What to do: Please print every record that follows, keeping each one exactly as it is.

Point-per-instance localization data

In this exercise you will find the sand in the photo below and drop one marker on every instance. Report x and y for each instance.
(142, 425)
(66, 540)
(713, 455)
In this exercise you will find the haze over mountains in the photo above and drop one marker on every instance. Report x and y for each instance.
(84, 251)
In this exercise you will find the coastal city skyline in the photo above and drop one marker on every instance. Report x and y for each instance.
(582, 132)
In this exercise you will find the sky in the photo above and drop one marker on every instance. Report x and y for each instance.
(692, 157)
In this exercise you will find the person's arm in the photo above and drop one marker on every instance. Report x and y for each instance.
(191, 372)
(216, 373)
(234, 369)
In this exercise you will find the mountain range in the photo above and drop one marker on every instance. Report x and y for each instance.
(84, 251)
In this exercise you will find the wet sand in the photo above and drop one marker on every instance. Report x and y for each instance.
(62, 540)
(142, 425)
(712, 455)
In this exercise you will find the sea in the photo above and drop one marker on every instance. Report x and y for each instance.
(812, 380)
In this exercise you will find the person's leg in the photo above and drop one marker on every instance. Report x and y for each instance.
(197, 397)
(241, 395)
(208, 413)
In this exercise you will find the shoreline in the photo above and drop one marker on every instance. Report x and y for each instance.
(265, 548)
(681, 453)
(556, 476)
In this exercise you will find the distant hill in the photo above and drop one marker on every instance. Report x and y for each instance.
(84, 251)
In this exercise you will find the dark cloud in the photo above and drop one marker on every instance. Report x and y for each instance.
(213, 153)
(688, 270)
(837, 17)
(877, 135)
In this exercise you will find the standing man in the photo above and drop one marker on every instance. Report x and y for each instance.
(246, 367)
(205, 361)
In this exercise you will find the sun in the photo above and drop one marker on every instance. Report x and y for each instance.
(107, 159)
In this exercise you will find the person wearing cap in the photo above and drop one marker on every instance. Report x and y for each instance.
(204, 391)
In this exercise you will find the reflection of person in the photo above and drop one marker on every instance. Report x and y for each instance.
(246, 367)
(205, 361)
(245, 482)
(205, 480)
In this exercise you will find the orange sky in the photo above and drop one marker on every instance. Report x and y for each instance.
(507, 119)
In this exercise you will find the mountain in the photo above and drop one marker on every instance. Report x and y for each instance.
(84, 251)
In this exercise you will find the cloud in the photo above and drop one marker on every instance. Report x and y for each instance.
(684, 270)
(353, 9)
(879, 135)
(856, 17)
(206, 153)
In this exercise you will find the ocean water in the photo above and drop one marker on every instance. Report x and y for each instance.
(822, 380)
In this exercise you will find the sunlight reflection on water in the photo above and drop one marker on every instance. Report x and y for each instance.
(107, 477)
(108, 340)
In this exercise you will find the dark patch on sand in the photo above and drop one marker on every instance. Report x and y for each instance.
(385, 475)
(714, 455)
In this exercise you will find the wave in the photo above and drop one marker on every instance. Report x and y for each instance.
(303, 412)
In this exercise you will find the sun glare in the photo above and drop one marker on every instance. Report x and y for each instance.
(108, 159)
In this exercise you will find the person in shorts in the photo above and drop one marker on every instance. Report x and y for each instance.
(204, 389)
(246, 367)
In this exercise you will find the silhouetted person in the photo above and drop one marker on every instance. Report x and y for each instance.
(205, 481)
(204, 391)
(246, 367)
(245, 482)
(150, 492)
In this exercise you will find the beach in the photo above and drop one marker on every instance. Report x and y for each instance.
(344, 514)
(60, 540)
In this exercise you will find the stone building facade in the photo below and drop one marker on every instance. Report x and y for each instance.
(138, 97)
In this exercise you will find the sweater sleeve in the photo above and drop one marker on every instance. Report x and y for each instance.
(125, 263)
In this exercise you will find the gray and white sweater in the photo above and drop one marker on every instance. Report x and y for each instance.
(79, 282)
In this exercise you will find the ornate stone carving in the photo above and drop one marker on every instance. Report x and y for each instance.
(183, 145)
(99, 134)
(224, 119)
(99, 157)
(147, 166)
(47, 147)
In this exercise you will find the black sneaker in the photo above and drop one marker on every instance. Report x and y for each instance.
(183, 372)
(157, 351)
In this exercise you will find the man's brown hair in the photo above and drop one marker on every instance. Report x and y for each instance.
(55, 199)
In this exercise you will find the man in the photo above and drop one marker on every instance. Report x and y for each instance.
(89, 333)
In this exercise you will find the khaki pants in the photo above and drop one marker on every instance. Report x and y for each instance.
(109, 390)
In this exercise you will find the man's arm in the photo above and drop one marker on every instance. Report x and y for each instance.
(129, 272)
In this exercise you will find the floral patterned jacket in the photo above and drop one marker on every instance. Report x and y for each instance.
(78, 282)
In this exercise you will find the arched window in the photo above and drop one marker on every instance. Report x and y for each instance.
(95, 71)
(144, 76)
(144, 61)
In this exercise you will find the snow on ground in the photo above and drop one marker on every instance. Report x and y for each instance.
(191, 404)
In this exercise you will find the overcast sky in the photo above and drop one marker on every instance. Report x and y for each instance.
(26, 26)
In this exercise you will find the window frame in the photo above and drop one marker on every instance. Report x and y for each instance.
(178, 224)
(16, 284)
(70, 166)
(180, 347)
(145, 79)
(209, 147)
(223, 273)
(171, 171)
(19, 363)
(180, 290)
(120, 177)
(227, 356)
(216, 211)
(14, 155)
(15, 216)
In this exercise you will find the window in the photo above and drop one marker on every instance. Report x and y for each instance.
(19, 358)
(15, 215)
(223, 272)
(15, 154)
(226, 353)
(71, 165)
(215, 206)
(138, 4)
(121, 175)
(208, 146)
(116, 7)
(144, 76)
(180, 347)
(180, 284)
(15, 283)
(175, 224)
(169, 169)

Completed task:
In this exercise you will find the sand in the photo below and drop one marker on every instance. Report x and y for each instance.
(142, 425)
(66, 540)
(713, 455)
In this exercise you will find the haze over mountains in the photo above and drop one marker on every instance. Report x and y for each instance.
(84, 251)
In this exercise you will find the coastal city skyline in the photo above and drop one marker on every instance. Report x and y for each instance.
(582, 132)
In this exercise you will find the sky in the photo above and drop one marker on every instance. Report x and y for each instance.
(692, 157)
In this exercise you will find the person's arm in the photo above and drop one marker on every instance. Report x and y for each instance.
(191, 372)
(216, 373)
(234, 369)
In this exercise you will find the mountain range in the photo above and drop one marker on every instance. Report x and y for each instance.
(84, 251)
In this exercise you will find the wet sand in the photo above and drop one marker on every instance. Report x and y for each instance.
(62, 540)
(142, 425)
(712, 455)
In this exercise you will find the sea in the photo above and drop one marker on every instance. Report x and y for each instance.
(812, 380)
In this exercise you will find the person's leg in the photo above and drop one marker on every instance. Report x and y for each instance.
(197, 397)
(241, 395)
(208, 413)
In this exercise you will find the shoreline in the photo above and drop one marker on every instance. Report x and y for each instance.
(265, 548)
(681, 453)
(556, 476)
In this exercise you will find the distant hill in the photo above and drop one marker on every instance. Report x and y for each instance.
(84, 251)
In this exercise you will find the dark cloud in the photo above and drop one marker on every instance. Report x and y for each instance.
(213, 153)
(688, 270)
(837, 17)
(877, 135)
In this exercise you will find the standing man in the photo above and drop one marker on every instance. Report x and y for each instance.
(246, 367)
(205, 361)
In this exercise you will find the sun in the photo above and drop one marker on every instance. Report x and y for each instance.
(107, 159)
In this exercise you will find the person wearing cap in the photo above and drop one marker on every instance. Report x and y for each instance.
(204, 391)
In this exercise you will find the reflection of person in the photo above and drop one marker on every instance. Report x and y for each instance.
(246, 367)
(205, 361)
(245, 482)
(205, 480)
In this exercise you will find the orange sky in the photo above and drop one marker on every instance. Report x and y for each instance.
(507, 119)
In this exercise you will find the mountain in the photo above and drop one marker on every instance. Report x and y for each instance.
(84, 251)
In this exercise you will find the cloud in the photo above and drop one marker on every instance. Report x and y for each instance.
(684, 270)
(353, 9)
(879, 135)
(856, 17)
(206, 153)
In this exercise you will find the ocean water in the photo above and drop one marker on every instance. Report x and y for each instance.
(822, 380)
In this exercise you will find the sunlight reflection on water in the photo above and drop one marker on every instance. Report x and y for each instance.
(107, 477)
(108, 340)
In this exercise you will find the dark patch on sand in the photo above and drop one marker on every instance. Report x and y for each instance.
(385, 475)
(714, 455)
In this exercise you will find the wave in the photo above and drop one marker on every instance. Report x and y for each instance.
(303, 412)
In this exercise you will find the sun glare in the photo above and drop one marker on every instance. Report x and y for each instance.
(108, 159)
In this exercise you will find the person in shorts in the photo above and drop one marker on every instance. Report x and y for each instance.
(204, 389)
(246, 367)
In this exercise you will find the silhouetted person in the photo above and drop one marker on every instance. Report x and y for each instance.
(205, 481)
(204, 391)
(246, 367)
(245, 482)
(150, 492)
In this exercise you will find the beach in the photo above and drop one marker on every instance. Report x and y for each instance.
(344, 514)
(60, 540)
In this exercise you will find the stone building facade in the photo below and drop one marker on every instance. Report x and y for each instance.
(138, 97)
In this exercise you will find the sweater sleeve in the photo above and drop one marker on every instance. Report x and y for each instance.
(125, 263)
In this exercise you will find the gray and white sweater in the photo above and drop one marker on every instance. Report x and y for each instance.
(79, 282)
In this exercise you will find the ornate stone carving in the photo above and drop one marker on every instance. Report x and y for each instance.
(183, 145)
(99, 134)
(224, 119)
(99, 157)
(147, 166)
(47, 147)
In this exercise you will find the black sneaker in the photo above and drop one marker on every instance. Report x and y for each instance.
(183, 372)
(157, 351)
In this exercise you will find the man's brown hair in the photo above and drop one marker on every instance. Report x and y for each instance.
(55, 199)
In this exercise you will find the man in the photo above and drop one marker on every instance. Report x and y for each instance.
(89, 333)
In this exercise you will find the khaki pants in the photo above and drop one marker on every instance. Report x and y for each instance.
(109, 390)
In this exercise you will find the man's arm in the photo above and drop one marker on every instance. Report x and y for each instance.
(129, 272)
In this exercise you will find the floral patterned jacket in the photo above and drop one marker on every instance. Report x and y for each instance.
(78, 282)
In this exercise you will find the arched window in the photo above and drop one marker on every instance. Report x and y for each instance.
(95, 71)
(144, 76)
(144, 61)
In this exercise you will find the snow on ground in the photo above and drop one marker on every instance. Report x and y for each instance.
(191, 404)
In this exercise you will find the overcast sky in the photo above and drop one marker on every instance. Report x and y for each instance.
(26, 26)
In this exercise you will find the window frame in the photo above and drop one marker on every instance. Report x and y for each instance.
(178, 224)
(16, 284)
(70, 166)
(180, 347)
(145, 79)
(209, 147)
(223, 273)
(171, 171)
(19, 363)
(180, 290)
(120, 177)
(227, 356)
(216, 211)
(14, 155)
(15, 216)
In this exercise you will find the window in the photo above and drop one marker on every instance. Report x and y for each instance.
(19, 358)
(15, 215)
(223, 272)
(15, 154)
(226, 353)
(71, 165)
(215, 206)
(138, 4)
(121, 175)
(208, 146)
(116, 7)
(144, 76)
(180, 347)
(180, 284)
(15, 283)
(175, 224)
(169, 169)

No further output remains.